Stored items:
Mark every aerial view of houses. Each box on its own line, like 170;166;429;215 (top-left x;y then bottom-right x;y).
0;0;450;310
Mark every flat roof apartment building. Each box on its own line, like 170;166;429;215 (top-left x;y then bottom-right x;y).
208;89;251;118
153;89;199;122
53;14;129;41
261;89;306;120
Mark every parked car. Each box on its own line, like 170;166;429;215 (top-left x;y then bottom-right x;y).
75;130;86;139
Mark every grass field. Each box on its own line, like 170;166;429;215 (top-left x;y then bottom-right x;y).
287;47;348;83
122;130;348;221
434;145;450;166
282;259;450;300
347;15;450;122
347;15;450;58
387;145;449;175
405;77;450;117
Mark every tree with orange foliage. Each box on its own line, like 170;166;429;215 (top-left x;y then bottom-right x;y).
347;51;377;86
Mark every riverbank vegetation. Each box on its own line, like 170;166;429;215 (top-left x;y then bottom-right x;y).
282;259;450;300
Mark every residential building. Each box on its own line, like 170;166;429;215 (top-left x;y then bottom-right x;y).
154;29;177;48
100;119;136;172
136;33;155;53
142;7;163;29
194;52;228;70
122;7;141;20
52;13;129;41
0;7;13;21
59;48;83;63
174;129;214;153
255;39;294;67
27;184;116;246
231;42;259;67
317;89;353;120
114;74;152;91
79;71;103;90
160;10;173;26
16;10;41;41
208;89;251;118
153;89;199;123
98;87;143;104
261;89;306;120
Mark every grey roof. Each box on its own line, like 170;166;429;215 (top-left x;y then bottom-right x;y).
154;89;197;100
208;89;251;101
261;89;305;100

▶ **Direction**
Reproduce word for word the lines of the listing above, starting at the line that contains "Mark every residential" and ending at the last line of the listing.

▶ **Response below**
Mark every residential building. Each box on its own line, like 170;166;429;215 (top-left x;y then bottom-right x;y).
154;29;177;48
100;119;136;172
136;33;155;53
142;7;163;29
194;52;228;70
122;7;141;20
52;13;129;41
0;7;13;21
59;48;83;63
174;129;214;153
255;39;294;67
27;184;116;246
231;42;259;67
317;89;353;120
114;74;152;91
79;71;103;90
160;10;173;26
16;10;41;41
208;89;251;118
153;89;199;123
98;87;143;104
261;89;306;120
Mark every grey roof. Each box on its own line, like 170;166;429;215 (top-left x;y then bottom-right x;y).
154;89;197;100
208;89;251;101
261;89;305;100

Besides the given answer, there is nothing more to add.